--- Records supplied ---
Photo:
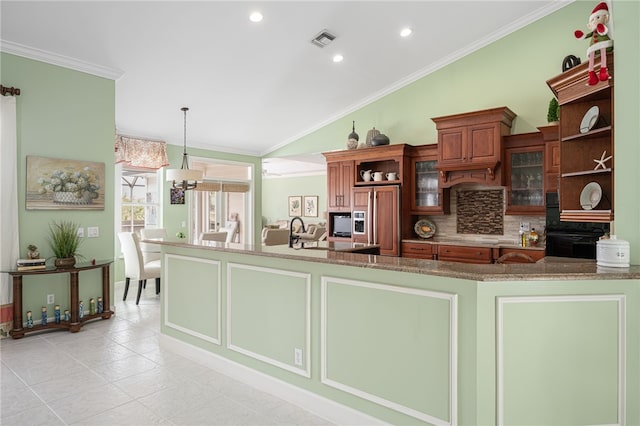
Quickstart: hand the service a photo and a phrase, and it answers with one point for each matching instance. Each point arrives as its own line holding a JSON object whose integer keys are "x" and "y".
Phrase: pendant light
{"x": 184, "y": 178}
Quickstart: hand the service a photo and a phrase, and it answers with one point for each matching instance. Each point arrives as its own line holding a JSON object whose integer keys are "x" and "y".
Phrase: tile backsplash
{"x": 476, "y": 230}
{"x": 480, "y": 212}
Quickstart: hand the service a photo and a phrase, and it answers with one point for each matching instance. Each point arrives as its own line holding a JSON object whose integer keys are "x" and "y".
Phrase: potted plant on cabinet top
{"x": 553, "y": 114}
{"x": 64, "y": 241}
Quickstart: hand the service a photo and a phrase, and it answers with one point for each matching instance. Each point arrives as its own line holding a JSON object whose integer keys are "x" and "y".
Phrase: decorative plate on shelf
{"x": 590, "y": 119}
{"x": 590, "y": 195}
{"x": 424, "y": 228}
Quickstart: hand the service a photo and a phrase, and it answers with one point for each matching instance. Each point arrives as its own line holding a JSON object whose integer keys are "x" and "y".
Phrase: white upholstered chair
{"x": 231, "y": 228}
{"x": 214, "y": 236}
{"x": 151, "y": 251}
{"x": 135, "y": 268}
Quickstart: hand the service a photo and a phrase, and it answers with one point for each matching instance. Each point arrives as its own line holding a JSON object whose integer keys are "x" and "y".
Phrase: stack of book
{"x": 31, "y": 264}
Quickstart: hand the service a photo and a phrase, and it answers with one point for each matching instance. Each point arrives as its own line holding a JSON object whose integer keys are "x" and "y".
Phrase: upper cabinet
{"x": 524, "y": 172}
{"x": 551, "y": 157}
{"x": 427, "y": 195}
{"x": 470, "y": 146}
{"x": 340, "y": 177}
{"x": 586, "y": 143}
{"x": 381, "y": 165}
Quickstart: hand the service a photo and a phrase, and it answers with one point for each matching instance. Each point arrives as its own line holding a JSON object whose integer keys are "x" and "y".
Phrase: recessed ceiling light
{"x": 406, "y": 32}
{"x": 255, "y": 17}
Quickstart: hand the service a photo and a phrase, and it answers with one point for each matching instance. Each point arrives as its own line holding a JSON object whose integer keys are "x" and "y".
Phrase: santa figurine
{"x": 599, "y": 41}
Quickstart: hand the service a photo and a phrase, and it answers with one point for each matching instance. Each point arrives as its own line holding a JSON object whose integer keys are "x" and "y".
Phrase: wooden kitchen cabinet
{"x": 340, "y": 179}
{"x": 470, "y": 146}
{"x": 551, "y": 139}
{"x": 454, "y": 253}
{"x": 385, "y": 159}
{"x": 427, "y": 195}
{"x": 418, "y": 250}
{"x": 532, "y": 253}
{"x": 582, "y": 142}
{"x": 524, "y": 174}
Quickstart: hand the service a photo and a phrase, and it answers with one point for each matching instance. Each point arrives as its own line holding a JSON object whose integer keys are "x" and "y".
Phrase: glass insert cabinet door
{"x": 527, "y": 176}
{"x": 426, "y": 186}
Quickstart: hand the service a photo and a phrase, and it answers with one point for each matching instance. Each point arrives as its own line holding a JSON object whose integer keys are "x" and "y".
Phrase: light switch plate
{"x": 93, "y": 231}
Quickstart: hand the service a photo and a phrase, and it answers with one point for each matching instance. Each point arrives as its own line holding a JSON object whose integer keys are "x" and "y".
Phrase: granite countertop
{"x": 547, "y": 269}
{"x": 490, "y": 243}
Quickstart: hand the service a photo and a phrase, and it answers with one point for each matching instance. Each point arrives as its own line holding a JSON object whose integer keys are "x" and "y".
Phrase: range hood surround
{"x": 470, "y": 146}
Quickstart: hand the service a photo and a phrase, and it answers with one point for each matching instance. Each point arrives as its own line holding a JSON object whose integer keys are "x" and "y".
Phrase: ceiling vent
{"x": 323, "y": 38}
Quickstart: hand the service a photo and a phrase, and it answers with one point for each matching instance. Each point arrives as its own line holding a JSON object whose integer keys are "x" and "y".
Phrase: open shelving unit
{"x": 579, "y": 149}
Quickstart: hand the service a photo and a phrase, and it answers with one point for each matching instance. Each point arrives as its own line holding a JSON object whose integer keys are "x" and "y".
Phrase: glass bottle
{"x": 533, "y": 237}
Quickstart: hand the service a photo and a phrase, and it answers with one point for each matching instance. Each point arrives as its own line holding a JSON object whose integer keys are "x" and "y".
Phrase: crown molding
{"x": 447, "y": 60}
{"x": 60, "y": 60}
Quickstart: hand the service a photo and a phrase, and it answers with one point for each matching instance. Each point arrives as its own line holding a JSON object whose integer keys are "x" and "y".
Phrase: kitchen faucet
{"x": 294, "y": 238}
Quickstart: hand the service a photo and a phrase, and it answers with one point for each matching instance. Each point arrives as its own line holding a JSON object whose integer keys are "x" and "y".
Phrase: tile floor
{"x": 114, "y": 372}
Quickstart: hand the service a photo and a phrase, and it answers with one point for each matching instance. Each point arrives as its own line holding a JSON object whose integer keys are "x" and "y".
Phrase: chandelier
{"x": 184, "y": 178}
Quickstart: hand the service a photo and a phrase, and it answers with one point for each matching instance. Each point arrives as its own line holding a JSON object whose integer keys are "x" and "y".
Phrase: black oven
{"x": 570, "y": 239}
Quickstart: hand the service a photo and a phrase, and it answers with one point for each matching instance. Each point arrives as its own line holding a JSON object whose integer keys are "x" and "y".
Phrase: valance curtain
{"x": 9, "y": 249}
{"x": 141, "y": 153}
{"x": 222, "y": 186}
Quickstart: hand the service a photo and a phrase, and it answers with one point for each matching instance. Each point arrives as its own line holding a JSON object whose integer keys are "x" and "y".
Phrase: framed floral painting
{"x": 310, "y": 205}
{"x": 58, "y": 184}
{"x": 295, "y": 206}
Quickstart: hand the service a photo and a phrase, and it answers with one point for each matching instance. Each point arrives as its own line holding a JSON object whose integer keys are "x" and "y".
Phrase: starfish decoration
{"x": 602, "y": 160}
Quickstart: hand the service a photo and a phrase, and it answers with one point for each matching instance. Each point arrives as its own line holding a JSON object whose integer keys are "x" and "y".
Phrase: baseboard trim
{"x": 323, "y": 407}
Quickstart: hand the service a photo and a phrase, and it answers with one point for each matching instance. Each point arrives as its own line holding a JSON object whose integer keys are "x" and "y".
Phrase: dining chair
{"x": 134, "y": 265}
{"x": 231, "y": 228}
{"x": 213, "y": 236}
{"x": 151, "y": 251}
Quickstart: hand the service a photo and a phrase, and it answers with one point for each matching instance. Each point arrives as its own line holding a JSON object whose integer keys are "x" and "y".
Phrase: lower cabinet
{"x": 465, "y": 254}
{"x": 418, "y": 250}
{"x": 520, "y": 255}
{"x": 469, "y": 254}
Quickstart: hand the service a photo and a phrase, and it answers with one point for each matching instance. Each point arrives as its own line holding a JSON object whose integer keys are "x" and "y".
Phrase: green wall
{"x": 276, "y": 192}
{"x": 513, "y": 72}
{"x": 62, "y": 114}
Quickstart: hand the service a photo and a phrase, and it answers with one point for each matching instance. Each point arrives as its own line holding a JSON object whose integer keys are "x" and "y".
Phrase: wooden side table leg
{"x": 105, "y": 292}
{"x": 17, "y": 331}
{"x": 73, "y": 289}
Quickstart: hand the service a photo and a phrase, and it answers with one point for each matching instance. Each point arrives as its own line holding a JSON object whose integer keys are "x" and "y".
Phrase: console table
{"x": 75, "y": 322}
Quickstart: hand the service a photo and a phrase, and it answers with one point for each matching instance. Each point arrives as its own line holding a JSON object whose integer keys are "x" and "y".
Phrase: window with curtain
{"x": 225, "y": 195}
{"x": 139, "y": 173}
{"x": 139, "y": 199}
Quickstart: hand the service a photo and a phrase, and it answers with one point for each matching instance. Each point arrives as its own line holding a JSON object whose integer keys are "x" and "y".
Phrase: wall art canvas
{"x": 311, "y": 205}
{"x": 61, "y": 184}
{"x": 295, "y": 206}
{"x": 177, "y": 196}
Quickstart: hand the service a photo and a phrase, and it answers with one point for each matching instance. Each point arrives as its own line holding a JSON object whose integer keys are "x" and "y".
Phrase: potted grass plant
{"x": 553, "y": 113}
{"x": 64, "y": 241}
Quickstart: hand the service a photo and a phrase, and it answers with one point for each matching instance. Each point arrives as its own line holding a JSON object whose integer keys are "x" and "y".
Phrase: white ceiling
{"x": 252, "y": 88}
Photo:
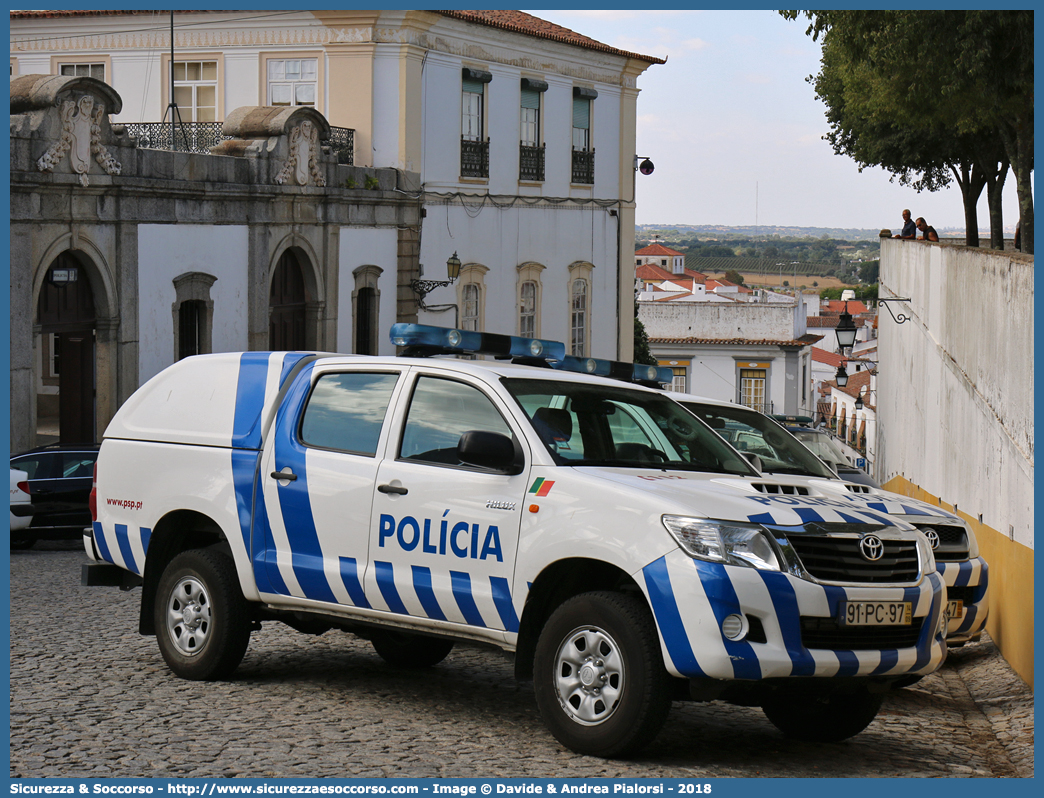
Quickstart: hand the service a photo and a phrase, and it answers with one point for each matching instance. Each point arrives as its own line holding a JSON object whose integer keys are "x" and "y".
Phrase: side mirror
{"x": 491, "y": 450}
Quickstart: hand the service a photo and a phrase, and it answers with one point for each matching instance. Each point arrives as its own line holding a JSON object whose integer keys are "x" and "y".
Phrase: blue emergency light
{"x": 425, "y": 339}
{"x": 616, "y": 369}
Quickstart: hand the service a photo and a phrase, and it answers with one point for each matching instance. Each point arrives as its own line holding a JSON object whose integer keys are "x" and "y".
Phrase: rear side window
{"x": 38, "y": 466}
{"x": 346, "y": 412}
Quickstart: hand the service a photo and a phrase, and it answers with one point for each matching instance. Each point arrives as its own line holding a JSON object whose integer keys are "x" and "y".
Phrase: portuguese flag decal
{"x": 541, "y": 487}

--- Task to carry out ---
The exact lines from the one containing "Phrase: side mirror" through the end of the listing above are the expected output; include nothing else.

--- Answer box ---
Phrase: side mirror
{"x": 491, "y": 450}
Quickstart: hand the service a photo and a phrase, and it answers with one point for each matching instance. Each point arrives as its own line holding a JSON object whose integer keys are "x" and "y".
Phrase: blue emergency light
{"x": 425, "y": 339}
{"x": 616, "y": 369}
Quickstart: hand the service a photo and a phrase, and it answers with one point for each matching instance. Each point arrives as its own line holding a JSON object whose integer keys are "x" and "y".
Phrase: rear side window
{"x": 38, "y": 466}
{"x": 346, "y": 412}
Quickstart: hand the service a photo and a phrase, and it answers with one point for each matching instance. Each point arrives as its own line holding a JSON object whose integer keys are "x" and "y".
Phrase: portuguese flag decal
{"x": 541, "y": 487}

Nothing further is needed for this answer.